Please reproduce each of the records below word for word, keeping every line intact.

——

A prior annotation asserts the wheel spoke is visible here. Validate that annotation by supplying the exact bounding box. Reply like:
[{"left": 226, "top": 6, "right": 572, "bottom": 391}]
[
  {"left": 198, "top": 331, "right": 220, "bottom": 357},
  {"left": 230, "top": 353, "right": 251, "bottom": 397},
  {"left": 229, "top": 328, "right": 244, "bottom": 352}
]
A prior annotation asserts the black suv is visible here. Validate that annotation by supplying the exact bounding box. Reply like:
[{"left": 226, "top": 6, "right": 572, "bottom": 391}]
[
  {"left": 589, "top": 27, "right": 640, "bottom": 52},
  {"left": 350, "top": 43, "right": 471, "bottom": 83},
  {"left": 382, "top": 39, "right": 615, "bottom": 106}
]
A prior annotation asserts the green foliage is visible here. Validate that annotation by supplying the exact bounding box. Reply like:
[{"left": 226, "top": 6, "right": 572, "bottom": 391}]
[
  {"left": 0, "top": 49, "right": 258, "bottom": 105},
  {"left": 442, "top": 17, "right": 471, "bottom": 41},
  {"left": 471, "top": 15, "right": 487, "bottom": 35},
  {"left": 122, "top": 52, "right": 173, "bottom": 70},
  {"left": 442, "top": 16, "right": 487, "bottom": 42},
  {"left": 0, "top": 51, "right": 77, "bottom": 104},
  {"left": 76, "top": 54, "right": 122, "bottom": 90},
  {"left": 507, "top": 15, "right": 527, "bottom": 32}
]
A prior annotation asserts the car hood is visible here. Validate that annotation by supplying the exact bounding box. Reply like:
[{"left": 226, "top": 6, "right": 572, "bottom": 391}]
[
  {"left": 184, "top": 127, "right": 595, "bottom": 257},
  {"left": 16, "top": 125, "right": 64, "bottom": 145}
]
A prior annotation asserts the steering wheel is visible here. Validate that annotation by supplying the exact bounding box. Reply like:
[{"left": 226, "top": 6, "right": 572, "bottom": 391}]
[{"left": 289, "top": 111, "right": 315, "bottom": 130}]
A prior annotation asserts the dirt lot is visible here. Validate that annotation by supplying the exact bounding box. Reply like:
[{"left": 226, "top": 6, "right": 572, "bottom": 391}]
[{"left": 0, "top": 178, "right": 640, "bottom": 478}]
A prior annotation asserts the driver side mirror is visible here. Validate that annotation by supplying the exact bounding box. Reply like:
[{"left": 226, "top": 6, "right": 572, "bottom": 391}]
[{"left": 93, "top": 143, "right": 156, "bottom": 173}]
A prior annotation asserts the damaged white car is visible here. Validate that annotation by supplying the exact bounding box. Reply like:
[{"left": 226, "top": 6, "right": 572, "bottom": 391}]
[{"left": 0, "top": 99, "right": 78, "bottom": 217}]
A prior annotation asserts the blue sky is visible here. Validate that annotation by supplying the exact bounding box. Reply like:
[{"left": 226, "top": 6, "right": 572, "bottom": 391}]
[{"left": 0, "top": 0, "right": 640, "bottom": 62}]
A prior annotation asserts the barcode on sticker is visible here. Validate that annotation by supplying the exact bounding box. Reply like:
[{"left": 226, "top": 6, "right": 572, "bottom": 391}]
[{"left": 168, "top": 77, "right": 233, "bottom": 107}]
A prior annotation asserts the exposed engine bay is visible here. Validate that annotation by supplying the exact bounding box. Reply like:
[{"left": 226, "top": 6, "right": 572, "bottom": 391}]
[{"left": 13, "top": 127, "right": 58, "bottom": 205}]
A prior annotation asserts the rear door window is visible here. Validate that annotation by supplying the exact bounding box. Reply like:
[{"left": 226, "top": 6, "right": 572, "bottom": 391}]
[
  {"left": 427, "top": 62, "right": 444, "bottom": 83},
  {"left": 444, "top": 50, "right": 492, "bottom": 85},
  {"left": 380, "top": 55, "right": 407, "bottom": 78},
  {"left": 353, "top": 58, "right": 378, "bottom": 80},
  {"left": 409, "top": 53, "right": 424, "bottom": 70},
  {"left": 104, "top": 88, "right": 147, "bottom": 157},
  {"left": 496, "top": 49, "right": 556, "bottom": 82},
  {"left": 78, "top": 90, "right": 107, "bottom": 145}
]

——

*Answer to this exercise:*
A prior annotation asserts the wheel spoke is visible here. Validate that annotation by supplying the exact bounding box. Reply like:
[{"left": 226, "top": 6, "right": 572, "bottom": 391}]
[
  {"left": 198, "top": 331, "right": 220, "bottom": 357},
  {"left": 230, "top": 353, "right": 251, "bottom": 397},
  {"left": 229, "top": 328, "right": 244, "bottom": 352}
]
A prior annotation asserts the black suv is visible here. Validate that annotation by supplying the exact bounding box. Reply like:
[{"left": 226, "top": 6, "right": 572, "bottom": 391}]
[
  {"left": 589, "top": 27, "right": 640, "bottom": 52},
  {"left": 350, "top": 43, "right": 471, "bottom": 83},
  {"left": 382, "top": 39, "right": 615, "bottom": 106}
]
A prior annotation asserts the green foliage is visible here. Validate that annotation by supplying the exact bounding box. Reply like:
[{"left": 226, "top": 6, "right": 572, "bottom": 391}]
[
  {"left": 0, "top": 49, "right": 258, "bottom": 105},
  {"left": 442, "top": 17, "right": 471, "bottom": 41},
  {"left": 471, "top": 15, "right": 487, "bottom": 35},
  {"left": 122, "top": 52, "right": 173, "bottom": 70},
  {"left": 442, "top": 16, "right": 487, "bottom": 42},
  {"left": 0, "top": 51, "right": 77, "bottom": 104},
  {"left": 76, "top": 54, "right": 122, "bottom": 90},
  {"left": 507, "top": 15, "right": 527, "bottom": 32}
]
A prior annotation asserts the car hood is visible here. Validate that annotation by supplying the exact bounding box. Reply like:
[{"left": 226, "top": 6, "right": 572, "bottom": 391}]
[
  {"left": 184, "top": 127, "right": 595, "bottom": 257},
  {"left": 16, "top": 125, "right": 64, "bottom": 145}
]
A prior annotation asserts the steering wheel is visible here. Validate that annotation by supplying the exact bounding box. Reply like:
[{"left": 226, "top": 6, "right": 572, "bottom": 391}]
[{"left": 289, "top": 111, "right": 315, "bottom": 130}]
A prior annotation asserts the dirt lot is visible here. Validate that annotation by supplying the exact bounding box. Reply like:
[{"left": 226, "top": 6, "right": 572, "bottom": 391}]
[{"left": 0, "top": 178, "right": 640, "bottom": 478}]
A prior annotation asserts the driver side mirror is visible here. Validate that annotation by supplying the exact bounding box. Reply like:
[{"left": 226, "top": 6, "right": 572, "bottom": 391}]
[{"left": 93, "top": 143, "right": 156, "bottom": 173}]
A prior annotation asserts the damaged white car is visible here. Validate that annotation by supplying the exact bounding box. Reply like:
[{"left": 226, "top": 6, "right": 572, "bottom": 391}]
[{"left": 0, "top": 99, "right": 78, "bottom": 217}]
A prior annotation asserts the blue sky is visible here. Validate that annotation by supplying the exact bounding box. Reply like:
[{"left": 226, "top": 6, "right": 572, "bottom": 391}]
[{"left": 0, "top": 0, "right": 640, "bottom": 62}]
A prior annotation asserts the barcode on sticker is visible here. Validate that annotation by supplying the exact bounding box. Reply like:
[{"left": 226, "top": 6, "right": 572, "bottom": 391}]
[{"left": 168, "top": 77, "right": 233, "bottom": 107}]
A prior annotation asserts the exposed engine bay is visible here. Validate that annotation by supplying the exact bounding box. Reply like:
[{"left": 226, "top": 6, "right": 572, "bottom": 391}]
[{"left": 13, "top": 127, "right": 58, "bottom": 205}]
A prior annotation asserts the rear door window is visible here. Validate that annotation by supplying the exact bounding box. Reply like:
[{"left": 226, "top": 6, "right": 572, "bottom": 391}]
[
  {"left": 427, "top": 62, "right": 444, "bottom": 83},
  {"left": 444, "top": 50, "right": 492, "bottom": 85},
  {"left": 380, "top": 55, "right": 407, "bottom": 78},
  {"left": 353, "top": 58, "right": 378, "bottom": 80},
  {"left": 409, "top": 53, "right": 424, "bottom": 70},
  {"left": 104, "top": 88, "right": 147, "bottom": 157},
  {"left": 496, "top": 49, "right": 556, "bottom": 82},
  {"left": 78, "top": 90, "right": 107, "bottom": 145}
]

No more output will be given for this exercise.